Every entry here needs to be repeated exactly.

• [Data entries]:
** START **
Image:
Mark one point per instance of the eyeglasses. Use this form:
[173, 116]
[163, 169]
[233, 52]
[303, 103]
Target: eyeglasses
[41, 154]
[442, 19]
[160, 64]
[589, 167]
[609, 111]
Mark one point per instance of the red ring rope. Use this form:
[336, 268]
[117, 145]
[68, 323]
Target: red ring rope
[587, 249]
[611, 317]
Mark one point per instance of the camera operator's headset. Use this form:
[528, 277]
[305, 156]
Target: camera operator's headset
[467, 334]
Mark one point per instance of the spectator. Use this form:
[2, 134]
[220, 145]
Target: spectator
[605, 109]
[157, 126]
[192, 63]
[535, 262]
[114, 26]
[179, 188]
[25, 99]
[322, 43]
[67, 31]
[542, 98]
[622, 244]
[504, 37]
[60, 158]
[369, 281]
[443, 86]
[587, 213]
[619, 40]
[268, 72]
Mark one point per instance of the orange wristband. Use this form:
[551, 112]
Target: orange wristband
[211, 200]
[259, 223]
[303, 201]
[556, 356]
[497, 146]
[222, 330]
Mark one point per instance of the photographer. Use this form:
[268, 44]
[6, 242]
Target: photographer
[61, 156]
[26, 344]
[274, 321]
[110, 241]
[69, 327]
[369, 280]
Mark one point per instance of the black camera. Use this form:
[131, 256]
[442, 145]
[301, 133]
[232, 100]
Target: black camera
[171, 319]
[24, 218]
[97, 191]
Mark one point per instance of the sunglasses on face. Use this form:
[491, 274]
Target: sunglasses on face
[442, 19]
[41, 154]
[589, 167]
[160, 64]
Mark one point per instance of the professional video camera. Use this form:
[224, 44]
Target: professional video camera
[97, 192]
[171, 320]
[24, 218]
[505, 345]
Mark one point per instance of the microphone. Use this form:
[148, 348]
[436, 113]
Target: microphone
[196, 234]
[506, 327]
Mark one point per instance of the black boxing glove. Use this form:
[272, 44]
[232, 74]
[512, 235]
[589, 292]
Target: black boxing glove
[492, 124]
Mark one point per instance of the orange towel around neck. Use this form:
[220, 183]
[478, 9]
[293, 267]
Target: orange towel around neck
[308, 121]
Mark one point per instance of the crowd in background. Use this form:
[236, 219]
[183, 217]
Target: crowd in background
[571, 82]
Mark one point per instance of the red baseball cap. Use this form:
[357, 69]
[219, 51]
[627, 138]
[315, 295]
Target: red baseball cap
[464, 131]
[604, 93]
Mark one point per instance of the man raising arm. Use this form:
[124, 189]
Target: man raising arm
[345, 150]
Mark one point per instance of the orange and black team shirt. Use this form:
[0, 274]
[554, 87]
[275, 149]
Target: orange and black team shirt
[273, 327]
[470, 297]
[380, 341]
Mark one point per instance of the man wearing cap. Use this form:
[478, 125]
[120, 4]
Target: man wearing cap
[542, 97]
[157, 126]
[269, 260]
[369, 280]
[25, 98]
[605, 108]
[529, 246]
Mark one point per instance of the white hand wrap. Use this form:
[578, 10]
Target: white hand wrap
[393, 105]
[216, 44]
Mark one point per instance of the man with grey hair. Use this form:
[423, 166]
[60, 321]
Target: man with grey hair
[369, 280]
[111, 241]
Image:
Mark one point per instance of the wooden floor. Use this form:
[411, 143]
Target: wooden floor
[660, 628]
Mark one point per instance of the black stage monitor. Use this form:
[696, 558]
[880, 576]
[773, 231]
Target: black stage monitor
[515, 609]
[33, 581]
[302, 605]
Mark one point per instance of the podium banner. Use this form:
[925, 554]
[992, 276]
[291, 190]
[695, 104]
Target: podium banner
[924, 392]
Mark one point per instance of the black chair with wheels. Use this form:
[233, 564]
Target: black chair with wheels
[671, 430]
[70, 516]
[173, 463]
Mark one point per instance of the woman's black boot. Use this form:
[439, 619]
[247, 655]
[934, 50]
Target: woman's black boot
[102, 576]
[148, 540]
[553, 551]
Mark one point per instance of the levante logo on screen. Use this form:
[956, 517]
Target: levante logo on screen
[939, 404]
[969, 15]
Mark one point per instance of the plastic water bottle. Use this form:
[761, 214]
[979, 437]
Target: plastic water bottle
** END **
• [Finished task]:
Image:
Mark one point per instance of the eyeglasses. Use this form:
[173, 116]
[163, 169]
[233, 52]
[303, 103]
Target: eyeglasses
[41, 154]
[442, 19]
[160, 64]
[589, 167]
[609, 111]
Mark one point per instance of the red ring rope. Use this form:
[336, 268]
[117, 145]
[68, 323]
Target: red ring rope
[587, 249]
[611, 317]
Mark one point per instance of the camera operator's headset. Use this form:
[528, 277]
[305, 156]
Target: camera operator's headset
[467, 334]
Mark one point per instance of the spectator. Use this form:
[2, 134]
[220, 145]
Target: spectator
[605, 109]
[157, 126]
[192, 63]
[535, 262]
[114, 26]
[179, 188]
[25, 99]
[322, 43]
[67, 31]
[542, 98]
[622, 244]
[504, 37]
[60, 158]
[369, 281]
[443, 86]
[587, 213]
[619, 40]
[268, 72]
Mark one point per instance of the orange wristband. Use this form:
[551, 112]
Target: orange wristband
[211, 200]
[259, 223]
[303, 201]
[556, 356]
[497, 146]
[222, 330]
Mark one point per instance of the photographer. Use this form:
[268, 44]
[6, 242]
Target: photographer
[61, 156]
[26, 344]
[274, 321]
[110, 241]
[69, 327]
[369, 280]
Mark one point per instance of the black camera. Use this form:
[131, 256]
[442, 145]
[301, 133]
[232, 100]
Target: black camera
[171, 319]
[24, 218]
[97, 191]
Mark one point per instance of the sunglasses on face. Use this form:
[491, 274]
Target: sunglasses on face
[442, 19]
[41, 154]
[589, 167]
[160, 64]
Mark one point per instance of the professional video camera. Use this form:
[224, 44]
Target: professional video camera
[97, 192]
[171, 320]
[24, 218]
[505, 345]
Mark one point per instance of the microphone. Use this form:
[148, 348]
[436, 113]
Target: microphone
[196, 234]
[506, 327]
Mark one point per instance of the black boxing glove. Use this form:
[272, 44]
[232, 74]
[512, 235]
[589, 292]
Target: black boxing glove
[492, 124]
Mark one point per instance of the orange towel around neck. Use this form:
[220, 183]
[478, 9]
[293, 267]
Target: orange towel around neck
[308, 121]
Mark one point per instance of the crowd in background. Use this form:
[236, 219]
[183, 217]
Target: crowd in background
[571, 82]
Mark one point per instance of the red baseball cap. Use this form:
[357, 69]
[219, 51]
[627, 138]
[315, 295]
Target: red baseball cap
[464, 131]
[604, 93]
Mark one point per instance of the man raising arm. Use this form:
[124, 189]
Target: man raising arm
[345, 150]
Mark one point per instance of the orange and black team shirt. Use this form:
[0, 274]
[554, 87]
[275, 149]
Target: orange and black team shirt
[273, 327]
[470, 297]
[380, 341]
Mark one point per instance of the man wearing cap. Use this form:
[478, 125]
[120, 4]
Target: man wearing cap
[542, 97]
[157, 126]
[269, 260]
[369, 280]
[25, 98]
[605, 108]
[529, 246]
Mark one point per instance of the white hand wrap. Use this form:
[578, 10]
Target: white hand wrap
[393, 105]
[216, 44]
Mark one point per instance of the man with grey hair. Use this form:
[423, 166]
[60, 321]
Target: man with grey hair
[369, 280]
[111, 241]
Image:
Mark one point per instance of the wooden floor. Use this form:
[411, 143]
Target: wooden floor
[660, 628]
Mark one point per instance of the black stage monitor. Use this form:
[696, 558]
[880, 576]
[773, 231]
Target: black stage monitor
[515, 609]
[33, 581]
[302, 605]
Mark one point per instance of the podium banner. Use this form:
[925, 554]
[992, 276]
[291, 190]
[695, 104]
Target: podium banner
[924, 392]
Mark one point per instance of the black chair with wheels. Use this form:
[233, 564]
Target: black chair with wheels
[671, 430]
[70, 516]
[173, 463]
Mark one point per instance of the woman's black boot. Use this form:
[439, 619]
[247, 655]
[934, 50]
Target: woman's black boot
[102, 576]
[148, 540]
[553, 551]
Mark one point per instance of the levante logo on screen. Use this form:
[956, 517]
Target: levante logo on screen
[939, 404]
[969, 15]
Mark one point per instance of the plastic water bottle. Use this form:
[761, 214]
[979, 437]
Target: plastic water bottle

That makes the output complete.